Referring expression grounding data
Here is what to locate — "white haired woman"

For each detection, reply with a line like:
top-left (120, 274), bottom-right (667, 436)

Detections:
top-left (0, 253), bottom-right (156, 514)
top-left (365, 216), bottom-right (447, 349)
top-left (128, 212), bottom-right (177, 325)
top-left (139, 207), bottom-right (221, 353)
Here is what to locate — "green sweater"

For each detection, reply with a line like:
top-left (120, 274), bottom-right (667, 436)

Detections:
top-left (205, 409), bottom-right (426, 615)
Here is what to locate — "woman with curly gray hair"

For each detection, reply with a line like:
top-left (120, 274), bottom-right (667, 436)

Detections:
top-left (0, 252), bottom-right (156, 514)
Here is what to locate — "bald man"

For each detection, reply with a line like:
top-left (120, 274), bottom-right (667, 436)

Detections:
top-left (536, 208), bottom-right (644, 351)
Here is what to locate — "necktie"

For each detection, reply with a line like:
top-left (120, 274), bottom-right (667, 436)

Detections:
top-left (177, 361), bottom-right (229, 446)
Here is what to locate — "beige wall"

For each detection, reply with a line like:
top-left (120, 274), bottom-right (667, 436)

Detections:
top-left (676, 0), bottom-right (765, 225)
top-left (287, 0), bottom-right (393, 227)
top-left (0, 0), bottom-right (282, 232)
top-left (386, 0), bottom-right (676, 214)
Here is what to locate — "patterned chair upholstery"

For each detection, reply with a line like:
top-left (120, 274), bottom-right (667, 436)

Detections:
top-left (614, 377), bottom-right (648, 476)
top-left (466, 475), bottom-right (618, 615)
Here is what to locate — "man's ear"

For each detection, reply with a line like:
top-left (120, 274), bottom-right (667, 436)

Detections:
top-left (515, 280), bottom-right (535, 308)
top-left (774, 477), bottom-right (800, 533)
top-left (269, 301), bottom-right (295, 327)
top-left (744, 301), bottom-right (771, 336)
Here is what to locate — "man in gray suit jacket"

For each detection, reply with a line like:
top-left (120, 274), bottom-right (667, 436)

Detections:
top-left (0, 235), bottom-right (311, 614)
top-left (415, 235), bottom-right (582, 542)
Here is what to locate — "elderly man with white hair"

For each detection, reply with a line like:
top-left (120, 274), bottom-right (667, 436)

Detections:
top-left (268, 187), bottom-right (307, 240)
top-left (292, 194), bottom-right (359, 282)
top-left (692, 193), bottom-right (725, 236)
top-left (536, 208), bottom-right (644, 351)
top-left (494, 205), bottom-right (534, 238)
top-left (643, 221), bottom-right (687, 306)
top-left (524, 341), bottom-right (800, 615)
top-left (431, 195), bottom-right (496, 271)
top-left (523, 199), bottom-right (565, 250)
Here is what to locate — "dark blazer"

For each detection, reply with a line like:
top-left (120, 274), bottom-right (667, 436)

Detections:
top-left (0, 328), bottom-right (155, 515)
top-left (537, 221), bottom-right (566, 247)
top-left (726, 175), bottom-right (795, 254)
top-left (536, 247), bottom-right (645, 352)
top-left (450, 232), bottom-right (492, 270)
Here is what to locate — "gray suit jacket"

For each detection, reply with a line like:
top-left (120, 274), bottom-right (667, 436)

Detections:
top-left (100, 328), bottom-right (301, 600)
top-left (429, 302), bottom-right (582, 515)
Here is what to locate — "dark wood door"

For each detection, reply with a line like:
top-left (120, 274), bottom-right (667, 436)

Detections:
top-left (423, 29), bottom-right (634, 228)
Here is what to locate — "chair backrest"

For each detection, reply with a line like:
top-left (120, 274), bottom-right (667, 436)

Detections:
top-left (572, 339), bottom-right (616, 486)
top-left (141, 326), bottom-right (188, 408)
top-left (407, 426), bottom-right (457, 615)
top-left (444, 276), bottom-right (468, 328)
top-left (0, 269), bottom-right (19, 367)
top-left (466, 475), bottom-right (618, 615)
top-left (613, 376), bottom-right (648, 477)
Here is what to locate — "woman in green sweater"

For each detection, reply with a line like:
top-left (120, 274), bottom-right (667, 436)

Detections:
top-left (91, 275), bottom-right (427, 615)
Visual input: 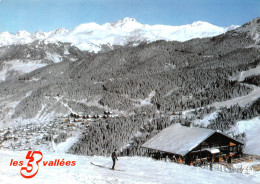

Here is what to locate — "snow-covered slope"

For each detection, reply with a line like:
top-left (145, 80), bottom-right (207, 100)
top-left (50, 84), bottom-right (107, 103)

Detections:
top-left (0, 151), bottom-right (259, 184)
top-left (227, 117), bottom-right (260, 155)
top-left (0, 41), bottom-right (87, 82)
top-left (0, 17), bottom-right (239, 52)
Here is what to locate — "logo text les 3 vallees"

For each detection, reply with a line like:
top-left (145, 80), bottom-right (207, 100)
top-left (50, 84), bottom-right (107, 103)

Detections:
top-left (10, 151), bottom-right (76, 178)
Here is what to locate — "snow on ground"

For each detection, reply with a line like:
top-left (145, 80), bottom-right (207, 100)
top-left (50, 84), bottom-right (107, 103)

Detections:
top-left (136, 91), bottom-right (156, 107)
top-left (227, 117), bottom-right (260, 155)
top-left (53, 136), bottom-right (80, 153)
top-left (0, 68), bottom-right (8, 81)
top-left (8, 60), bottom-right (47, 73)
top-left (233, 161), bottom-right (260, 171)
top-left (211, 85), bottom-right (260, 108)
top-left (0, 151), bottom-right (259, 184)
top-left (0, 60), bottom-right (47, 81)
top-left (46, 52), bottom-right (62, 63)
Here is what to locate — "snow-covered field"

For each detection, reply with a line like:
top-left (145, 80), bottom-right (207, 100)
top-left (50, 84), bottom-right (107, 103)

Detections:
top-left (0, 151), bottom-right (259, 184)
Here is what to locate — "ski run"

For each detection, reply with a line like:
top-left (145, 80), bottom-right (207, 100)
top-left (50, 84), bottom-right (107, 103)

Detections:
top-left (0, 151), bottom-right (259, 184)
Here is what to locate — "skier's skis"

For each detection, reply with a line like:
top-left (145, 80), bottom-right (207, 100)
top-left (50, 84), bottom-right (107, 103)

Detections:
top-left (90, 162), bottom-right (124, 172)
top-left (90, 162), bottom-right (108, 168)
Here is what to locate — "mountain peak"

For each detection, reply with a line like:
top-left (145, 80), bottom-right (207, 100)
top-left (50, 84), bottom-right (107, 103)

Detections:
top-left (190, 21), bottom-right (216, 27)
top-left (191, 21), bottom-right (209, 26)
top-left (16, 31), bottom-right (30, 37)
top-left (111, 17), bottom-right (138, 26)
top-left (53, 28), bottom-right (68, 34)
top-left (118, 17), bottom-right (137, 23)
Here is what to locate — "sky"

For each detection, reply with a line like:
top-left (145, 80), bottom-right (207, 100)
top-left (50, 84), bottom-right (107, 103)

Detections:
top-left (0, 0), bottom-right (259, 33)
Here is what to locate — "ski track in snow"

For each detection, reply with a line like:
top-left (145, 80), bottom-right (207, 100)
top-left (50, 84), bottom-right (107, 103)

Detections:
top-left (0, 151), bottom-right (259, 184)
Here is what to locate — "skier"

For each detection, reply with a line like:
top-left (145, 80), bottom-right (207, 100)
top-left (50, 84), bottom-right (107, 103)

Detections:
top-left (111, 149), bottom-right (118, 170)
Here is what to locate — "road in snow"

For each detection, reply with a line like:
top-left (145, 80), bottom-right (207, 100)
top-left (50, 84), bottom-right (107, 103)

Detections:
top-left (0, 151), bottom-right (259, 184)
top-left (238, 66), bottom-right (260, 82)
top-left (230, 65), bottom-right (260, 82)
top-left (212, 65), bottom-right (260, 109)
top-left (211, 84), bottom-right (260, 109)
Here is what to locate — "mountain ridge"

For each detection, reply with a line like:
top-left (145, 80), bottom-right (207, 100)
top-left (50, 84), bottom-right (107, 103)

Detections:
top-left (0, 17), bottom-right (239, 53)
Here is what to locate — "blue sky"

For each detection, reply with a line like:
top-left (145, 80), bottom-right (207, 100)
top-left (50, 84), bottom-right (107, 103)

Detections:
top-left (0, 0), bottom-right (259, 33)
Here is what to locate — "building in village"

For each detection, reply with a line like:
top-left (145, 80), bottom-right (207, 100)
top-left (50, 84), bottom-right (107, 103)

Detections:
top-left (142, 124), bottom-right (244, 165)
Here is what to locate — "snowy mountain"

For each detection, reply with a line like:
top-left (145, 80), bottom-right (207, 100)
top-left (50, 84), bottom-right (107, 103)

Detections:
top-left (0, 17), bottom-right (239, 52)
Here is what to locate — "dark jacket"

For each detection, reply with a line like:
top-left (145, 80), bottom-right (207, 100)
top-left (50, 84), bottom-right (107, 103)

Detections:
top-left (112, 151), bottom-right (117, 160)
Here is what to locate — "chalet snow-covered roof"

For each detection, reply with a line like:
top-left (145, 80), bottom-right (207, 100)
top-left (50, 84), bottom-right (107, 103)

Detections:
top-left (142, 124), bottom-right (217, 156)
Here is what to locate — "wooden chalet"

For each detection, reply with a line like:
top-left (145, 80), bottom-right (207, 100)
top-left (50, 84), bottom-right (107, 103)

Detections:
top-left (142, 124), bottom-right (244, 165)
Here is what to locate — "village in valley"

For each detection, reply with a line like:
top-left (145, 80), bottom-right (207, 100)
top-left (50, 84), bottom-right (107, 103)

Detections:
top-left (0, 111), bottom-right (117, 152)
top-left (1, 108), bottom-right (259, 174)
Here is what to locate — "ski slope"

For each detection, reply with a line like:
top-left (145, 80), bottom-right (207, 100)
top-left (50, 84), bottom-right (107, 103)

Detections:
top-left (0, 151), bottom-right (259, 184)
top-left (228, 117), bottom-right (260, 155)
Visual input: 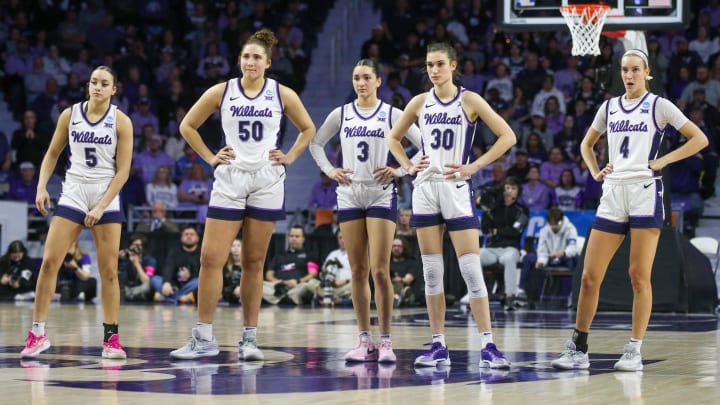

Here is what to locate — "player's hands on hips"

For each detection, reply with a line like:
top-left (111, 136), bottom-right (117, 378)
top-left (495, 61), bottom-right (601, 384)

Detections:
top-left (648, 157), bottom-right (667, 172)
top-left (269, 149), bottom-right (293, 166)
top-left (444, 163), bottom-right (477, 180)
top-left (593, 163), bottom-right (613, 182)
top-left (35, 188), bottom-right (51, 216)
top-left (210, 146), bottom-right (235, 167)
top-left (85, 206), bottom-right (103, 227)
top-left (373, 166), bottom-right (397, 184)
top-left (328, 168), bottom-right (353, 185)
top-left (407, 155), bottom-right (430, 176)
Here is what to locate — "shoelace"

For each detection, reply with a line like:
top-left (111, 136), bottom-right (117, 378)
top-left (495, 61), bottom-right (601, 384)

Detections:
top-left (104, 339), bottom-right (123, 349)
top-left (379, 340), bottom-right (393, 350)
top-left (620, 350), bottom-right (637, 360)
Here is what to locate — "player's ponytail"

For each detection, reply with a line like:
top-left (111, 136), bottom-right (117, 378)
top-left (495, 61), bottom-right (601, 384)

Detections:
top-left (242, 29), bottom-right (278, 62)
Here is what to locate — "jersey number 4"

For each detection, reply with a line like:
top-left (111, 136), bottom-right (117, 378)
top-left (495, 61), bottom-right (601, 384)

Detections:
top-left (238, 120), bottom-right (263, 142)
top-left (619, 136), bottom-right (630, 159)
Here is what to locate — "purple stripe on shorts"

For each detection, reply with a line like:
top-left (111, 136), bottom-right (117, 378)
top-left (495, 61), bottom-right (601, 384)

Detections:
top-left (207, 206), bottom-right (245, 221)
top-left (54, 205), bottom-right (87, 225)
top-left (97, 209), bottom-right (125, 224)
top-left (592, 216), bottom-right (629, 234)
top-left (445, 215), bottom-right (480, 231)
top-left (411, 213), bottom-right (443, 228)
top-left (246, 205), bottom-right (286, 221)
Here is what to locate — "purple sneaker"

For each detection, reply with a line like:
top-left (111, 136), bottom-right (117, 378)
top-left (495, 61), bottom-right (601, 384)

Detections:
top-left (414, 342), bottom-right (451, 367)
top-left (481, 343), bottom-right (511, 369)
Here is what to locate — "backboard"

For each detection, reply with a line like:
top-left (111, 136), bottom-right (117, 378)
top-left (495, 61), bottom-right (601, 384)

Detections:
top-left (498, 0), bottom-right (688, 31)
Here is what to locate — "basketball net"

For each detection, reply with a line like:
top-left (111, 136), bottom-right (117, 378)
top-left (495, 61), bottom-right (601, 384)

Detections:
top-left (560, 4), bottom-right (611, 56)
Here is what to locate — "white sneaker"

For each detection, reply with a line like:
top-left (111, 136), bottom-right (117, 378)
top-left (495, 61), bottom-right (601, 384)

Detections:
top-left (239, 332), bottom-right (264, 361)
top-left (170, 328), bottom-right (219, 359)
top-left (614, 344), bottom-right (643, 371)
top-left (551, 340), bottom-right (590, 370)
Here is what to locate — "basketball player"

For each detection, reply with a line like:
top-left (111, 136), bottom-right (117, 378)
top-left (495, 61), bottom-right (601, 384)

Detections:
top-left (552, 49), bottom-right (708, 372)
top-left (387, 42), bottom-right (516, 369)
top-left (170, 29), bottom-right (316, 360)
top-left (309, 59), bottom-right (423, 363)
top-left (21, 66), bottom-right (132, 359)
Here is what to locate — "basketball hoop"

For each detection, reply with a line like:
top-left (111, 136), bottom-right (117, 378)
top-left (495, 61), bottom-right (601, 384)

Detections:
top-left (560, 4), bottom-right (611, 56)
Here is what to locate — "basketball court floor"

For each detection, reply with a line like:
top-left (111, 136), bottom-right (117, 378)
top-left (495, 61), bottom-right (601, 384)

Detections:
top-left (1, 302), bottom-right (718, 404)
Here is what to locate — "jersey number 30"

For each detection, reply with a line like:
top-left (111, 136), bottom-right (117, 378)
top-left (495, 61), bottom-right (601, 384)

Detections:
top-left (429, 129), bottom-right (455, 150)
top-left (238, 121), bottom-right (263, 142)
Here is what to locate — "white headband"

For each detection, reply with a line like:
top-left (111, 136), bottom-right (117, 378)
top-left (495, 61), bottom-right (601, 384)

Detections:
top-left (623, 49), bottom-right (653, 80)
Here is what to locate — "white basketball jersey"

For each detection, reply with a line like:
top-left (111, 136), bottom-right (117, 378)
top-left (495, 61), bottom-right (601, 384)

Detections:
top-left (339, 101), bottom-right (394, 183)
top-left (221, 78), bottom-right (283, 171)
top-left (604, 93), bottom-right (663, 182)
top-left (66, 102), bottom-right (118, 182)
top-left (416, 88), bottom-right (476, 183)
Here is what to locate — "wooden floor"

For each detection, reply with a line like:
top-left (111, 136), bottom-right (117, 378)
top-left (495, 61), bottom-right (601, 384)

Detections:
top-left (1, 301), bottom-right (718, 404)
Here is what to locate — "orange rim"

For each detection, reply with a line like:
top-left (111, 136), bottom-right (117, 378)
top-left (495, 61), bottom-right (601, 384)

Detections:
top-left (559, 4), bottom-right (611, 15)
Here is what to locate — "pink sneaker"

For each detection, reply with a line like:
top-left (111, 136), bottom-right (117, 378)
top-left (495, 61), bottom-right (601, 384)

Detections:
top-left (102, 334), bottom-right (127, 359)
top-left (344, 338), bottom-right (377, 362)
top-left (378, 340), bottom-right (397, 363)
top-left (20, 331), bottom-right (50, 358)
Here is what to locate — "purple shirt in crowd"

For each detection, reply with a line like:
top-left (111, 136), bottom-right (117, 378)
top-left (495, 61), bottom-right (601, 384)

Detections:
top-left (540, 161), bottom-right (570, 185)
top-left (520, 182), bottom-right (551, 211)
top-left (133, 151), bottom-right (175, 184)
top-left (178, 179), bottom-right (213, 207)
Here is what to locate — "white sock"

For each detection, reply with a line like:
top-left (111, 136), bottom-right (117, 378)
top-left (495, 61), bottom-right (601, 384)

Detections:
top-left (196, 322), bottom-right (213, 341)
top-left (32, 322), bottom-right (45, 336)
top-left (629, 338), bottom-right (642, 352)
top-left (480, 331), bottom-right (493, 348)
top-left (243, 326), bottom-right (257, 340)
top-left (380, 334), bottom-right (391, 342)
top-left (359, 330), bottom-right (372, 342)
top-left (432, 333), bottom-right (446, 347)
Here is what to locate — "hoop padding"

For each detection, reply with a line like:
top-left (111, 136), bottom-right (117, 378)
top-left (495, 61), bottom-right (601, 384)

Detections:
top-left (560, 4), bottom-right (611, 56)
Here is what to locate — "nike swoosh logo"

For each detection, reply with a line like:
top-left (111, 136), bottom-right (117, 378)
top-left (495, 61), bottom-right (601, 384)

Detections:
top-left (456, 183), bottom-right (466, 189)
top-left (230, 96), bottom-right (241, 101)
top-left (609, 110), bottom-right (618, 115)
top-left (72, 121), bottom-right (83, 125)
top-left (425, 103), bottom-right (436, 108)
top-left (643, 183), bottom-right (652, 189)
top-left (344, 116), bottom-right (354, 121)
top-left (367, 348), bottom-right (376, 354)
top-left (382, 184), bottom-right (391, 190)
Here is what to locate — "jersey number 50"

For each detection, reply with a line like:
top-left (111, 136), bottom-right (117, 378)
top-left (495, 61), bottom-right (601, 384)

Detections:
top-left (238, 120), bottom-right (263, 142)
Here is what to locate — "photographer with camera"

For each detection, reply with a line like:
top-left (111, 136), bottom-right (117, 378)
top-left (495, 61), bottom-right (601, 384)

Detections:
top-left (390, 236), bottom-right (422, 307)
top-left (221, 238), bottom-right (243, 305)
top-left (151, 225), bottom-right (201, 304)
top-left (57, 238), bottom-right (97, 302)
top-left (314, 230), bottom-right (351, 306)
top-left (479, 177), bottom-right (529, 311)
top-left (118, 234), bottom-right (157, 301)
top-left (0, 241), bottom-right (37, 301)
top-left (262, 225), bottom-right (319, 305)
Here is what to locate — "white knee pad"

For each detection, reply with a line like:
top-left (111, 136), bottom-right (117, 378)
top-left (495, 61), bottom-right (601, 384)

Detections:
top-left (421, 254), bottom-right (444, 296)
top-left (459, 253), bottom-right (488, 298)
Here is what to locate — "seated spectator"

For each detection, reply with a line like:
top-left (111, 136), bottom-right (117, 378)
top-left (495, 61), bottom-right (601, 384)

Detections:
top-left (553, 169), bottom-right (582, 211)
top-left (145, 166), bottom-right (178, 208)
top-left (133, 134), bottom-right (175, 184)
top-left (222, 238), bottom-right (243, 305)
top-left (135, 201), bottom-right (180, 233)
top-left (395, 208), bottom-right (415, 236)
top-left (151, 225), bottom-right (201, 304)
top-left (262, 225), bottom-right (320, 305)
top-left (668, 138), bottom-right (705, 236)
top-left (543, 96), bottom-right (566, 136)
top-left (307, 172), bottom-right (338, 212)
top-left (57, 239), bottom-right (96, 302)
top-left (177, 162), bottom-right (213, 223)
top-left (480, 177), bottom-right (529, 310)
top-left (174, 142), bottom-right (212, 182)
top-left (7, 162), bottom-right (38, 205)
top-left (519, 165), bottom-right (551, 210)
top-left (540, 147), bottom-right (571, 189)
top-left (525, 132), bottom-right (549, 166)
top-left (520, 112), bottom-right (554, 152)
top-left (506, 148), bottom-right (530, 182)
top-left (130, 97), bottom-right (160, 137)
top-left (0, 240), bottom-right (37, 301)
top-left (315, 230), bottom-right (351, 306)
top-left (390, 236), bottom-right (421, 307)
top-left (520, 207), bottom-right (580, 305)
top-left (12, 110), bottom-right (50, 171)
top-left (476, 162), bottom-right (506, 208)
top-left (118, 234), bottom-right (157, 301)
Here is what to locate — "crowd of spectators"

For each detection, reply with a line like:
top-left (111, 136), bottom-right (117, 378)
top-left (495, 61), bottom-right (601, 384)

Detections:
top-left (1, 1), bottom-right (720, 307)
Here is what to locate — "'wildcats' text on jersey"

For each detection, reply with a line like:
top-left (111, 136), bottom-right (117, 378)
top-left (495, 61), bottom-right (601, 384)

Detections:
top-left (604, 92), bottom-right (663, 183)
top-left (416, 87), bottom-right (476, 184)
top-left (66, 102), bottom-right (118, 182)
top-left (221, 78), bottom-right (283, 171)
top-left (339, 101), bottom-right (394, 183)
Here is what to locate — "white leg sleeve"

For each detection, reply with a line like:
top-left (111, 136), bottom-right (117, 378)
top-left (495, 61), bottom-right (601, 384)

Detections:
top-left (459, 253), bottom-right (488, 298)
top-left (421, 254), bottom-right (444, 296)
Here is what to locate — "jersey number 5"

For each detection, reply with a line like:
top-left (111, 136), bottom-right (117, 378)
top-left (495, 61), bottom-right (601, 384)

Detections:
top-left (238, 121), bottom-right (263, 142)
top-left (619, 136), bottom-right (630, 159)
top-left (85, 147), bottom-right (98, 167)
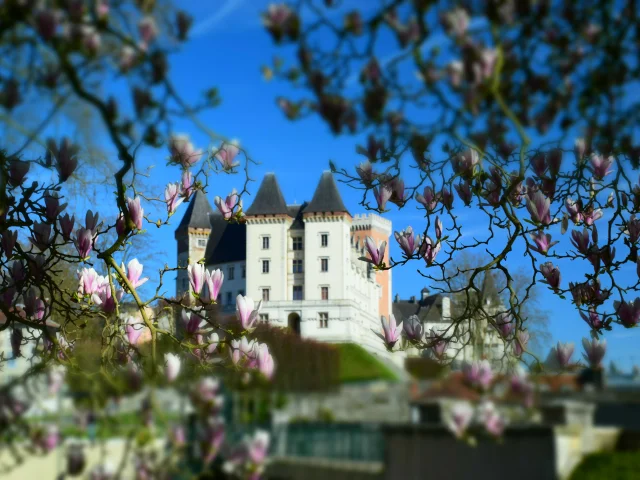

EXERCISE — Show every line from the entries above in which the word "logo" appears.

OUTPUT BELOW —
Here is what to locate — "logo text les 3 vallees"
Here is what to locate — "nike swoosh logo"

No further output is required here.